▶ _TO BE DONE_: Return every line of the material below unchanged, but leave out the pictures.

━━━

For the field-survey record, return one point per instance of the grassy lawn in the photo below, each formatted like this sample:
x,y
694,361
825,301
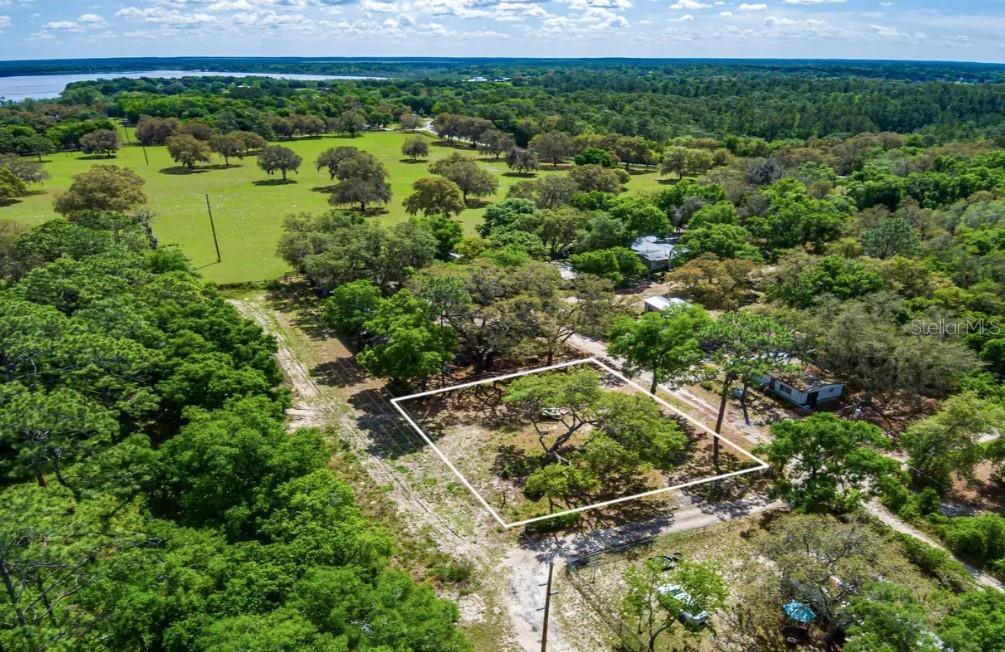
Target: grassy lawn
x,y
248,217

━━━

▶ _REPLY_:
For the field-survey record, return one point per instance of the grassy lawn in the photo below, each formatted like this sample:
x,y
694,361
825,301
Target: grassy lawn
x,y
248,217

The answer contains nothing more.